Once you have read the entries, copy all of them exactly.

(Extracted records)
"""

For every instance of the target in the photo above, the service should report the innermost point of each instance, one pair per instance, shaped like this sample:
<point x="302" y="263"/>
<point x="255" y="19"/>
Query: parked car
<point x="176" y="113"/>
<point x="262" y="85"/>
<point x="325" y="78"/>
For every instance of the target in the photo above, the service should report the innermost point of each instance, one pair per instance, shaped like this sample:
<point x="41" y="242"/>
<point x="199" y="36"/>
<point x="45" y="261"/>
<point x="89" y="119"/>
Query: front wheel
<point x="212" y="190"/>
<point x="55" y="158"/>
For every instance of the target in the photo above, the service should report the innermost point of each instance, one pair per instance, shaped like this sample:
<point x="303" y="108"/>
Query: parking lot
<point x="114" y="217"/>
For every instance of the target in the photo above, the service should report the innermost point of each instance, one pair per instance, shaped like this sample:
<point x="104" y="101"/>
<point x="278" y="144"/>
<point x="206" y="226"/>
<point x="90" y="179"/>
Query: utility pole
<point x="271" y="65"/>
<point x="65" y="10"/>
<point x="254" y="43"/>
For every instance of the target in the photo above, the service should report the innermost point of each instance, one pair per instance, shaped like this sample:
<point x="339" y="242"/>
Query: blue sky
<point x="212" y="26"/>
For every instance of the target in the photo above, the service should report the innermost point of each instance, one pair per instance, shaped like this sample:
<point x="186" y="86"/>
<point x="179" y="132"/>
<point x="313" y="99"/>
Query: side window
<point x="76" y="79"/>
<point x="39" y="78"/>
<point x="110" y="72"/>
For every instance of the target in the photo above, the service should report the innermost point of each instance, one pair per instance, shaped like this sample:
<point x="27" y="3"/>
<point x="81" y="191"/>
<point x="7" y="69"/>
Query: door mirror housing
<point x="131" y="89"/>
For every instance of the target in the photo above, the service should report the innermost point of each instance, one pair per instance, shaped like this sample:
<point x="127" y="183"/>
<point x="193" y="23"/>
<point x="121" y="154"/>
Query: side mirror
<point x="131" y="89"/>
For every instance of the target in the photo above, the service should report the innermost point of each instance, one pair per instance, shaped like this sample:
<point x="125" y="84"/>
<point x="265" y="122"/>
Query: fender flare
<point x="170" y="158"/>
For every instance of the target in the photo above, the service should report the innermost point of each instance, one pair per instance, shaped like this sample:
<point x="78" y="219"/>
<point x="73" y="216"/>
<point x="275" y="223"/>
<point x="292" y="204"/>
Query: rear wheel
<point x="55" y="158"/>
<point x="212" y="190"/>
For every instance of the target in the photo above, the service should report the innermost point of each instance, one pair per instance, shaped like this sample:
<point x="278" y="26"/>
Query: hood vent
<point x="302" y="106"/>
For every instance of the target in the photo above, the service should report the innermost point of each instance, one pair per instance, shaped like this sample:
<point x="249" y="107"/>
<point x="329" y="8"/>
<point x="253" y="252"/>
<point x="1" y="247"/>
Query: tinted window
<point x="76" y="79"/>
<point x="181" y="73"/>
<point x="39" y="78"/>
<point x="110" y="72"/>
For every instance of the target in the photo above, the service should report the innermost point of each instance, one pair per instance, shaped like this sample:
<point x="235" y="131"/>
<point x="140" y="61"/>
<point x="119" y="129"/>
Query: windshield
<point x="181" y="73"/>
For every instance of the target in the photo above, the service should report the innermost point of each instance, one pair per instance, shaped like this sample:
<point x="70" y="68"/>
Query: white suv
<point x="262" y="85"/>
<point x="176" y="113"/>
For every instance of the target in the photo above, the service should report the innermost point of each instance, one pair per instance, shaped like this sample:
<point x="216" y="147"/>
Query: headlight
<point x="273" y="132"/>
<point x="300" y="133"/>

"""

• Final answer:
For every instance of the target in the photo above, the service should report the innermost point of each instance, one pair per instance, shaped like this sample:
<point x="302" y="263"/>
<point x="255" y="19"/>
Query: parked car
<point x="176" y="113"/>
<point x="262" y="85"/>
<point x="325" y="78"/>
For every instance of the target in the photo above, the service should report the innermost point of each instance, one pair per instance, shaped like this sample:
<point x="41" y="242"/>
<point x="199" y="36"/>
<point x="45" y="261"/>
<point x="89" y="119"/>
Query: front wheel
<point x="212" y="190"/>
<point x="55" y="158"/>
For every instance of the target in the photo above, the service should report the innermost point of each instance, one pair per instance, shaped like this sample:
<point x="303" y="108"/>
Query: parking lot
<point x="114" y="217"/>
For every instance of the target in the photo above, the service should report the innermost point of each instance, one pair per instance, shaped like this sample:
<point x="104" y="101"/>
<point x="278" y="144"/>
<point x="206" y="226"/>
<point x="90" y="179"/>
Query: utility pole
<point x="271" y="65"/>
<point x="65" y="10"/>
<point x="254" y="43"/>
For every instance of the target in the photo above, the service should report the innermost point of each instance, one pair per instance, shaped like this sample:
<point x="339" y="242"/>
Query: blue sky
<point x="212" y="26"/>
For every instance of the target in the photo above, the service should report the innermost point of each instance, one pair per instance, shaped like this sample:
<point x="186" y="86"/>
<point x="179" y="132"/>
<point x="313" y="99"/>
Query: side window
<point x="76" y="79"/>
<point x="39" y="78"/>
<point x="110" y="72"/>
For every instance of the target in the photo above, the service should report the innermost point of each instance, one pair per instance, shaped like this sample:
<point x="27" y="3"/>
<point x="81" y="191"/>
<point x="7" y="69"/>
Query: door mirror housing
<point x="131" y="89"/>
For every instance of the target in the photo above, the service should report the innermost point of each instance, one pair per instance, shaped like this sample:
<point x="127" y="183"/>
<point x="193" y="23"/>
<point x="121" y="154"/>
Query: side mirror
<point x="131" y="89"/>
For every instance of the target in the photo above, the service should report the innermost point of each instance, one pair per instance, shaped like this sample:
<point x="125" y="84"/>
<point x="265" y="122"/>
Query: fender flare
<point x="170" y="158"/>
For every instance of the target in the photo above, the service should report the innermost point of each instance, one pair per instance, shaped like this sample:
<point x="78" y="219"/>
<point x="73" y="216"/>
<point x="275" y="223"/>
<point x="292" y="204"/>
Query: rear wheel
<point x="55" y="158"/>
<point x="212" y="190"/>
For every instance of the target in the photo above, the service should report the innermost point of each instance, one pair per instance, shaped like this sample:
<point x="278" y="26"/>
Query: hood vent
<point x="302" y="106"/>
For every instance of the target in the photo above, the service should report the innermost point of each instance, one pair per instance, shaped like this sample:
<point x="249" y="107"/>
<point x="329" y="8"/>
<point x="253" y="252"/>
<point x="1" y="247"/>
Query: tinted window
<point x="76" y="79"/>
<point x="181" y="73"/>
<point x="39" y="78"/>
<point x="110" y="72"/>
For every instance of the target in the photo above, the service should report the innermost point of each instance, one pair per instance, shaped like this sample:
<point x="235" y="131"/>
<point x="140" y="61"/>
<point x="119" y="129"/>
Query: windshield
<point x="181" y="73"/>
For every instance of the target in the photo above, the service should report the innermost point of each instance, one pair per instance, shaped like this sample:
<point x="70" y="68"/>
Query: white suv
<point x="262" y="85"/>
<point x="176" y="113"/>
For every instance of the target in the photo above, the service should report the innermost point of each instance, one pair per instance, shaped like this sample:
<point x="216" y="147"/>
Query: headlight
<point x="273" y="132"/>
<point x="300" y="133"/>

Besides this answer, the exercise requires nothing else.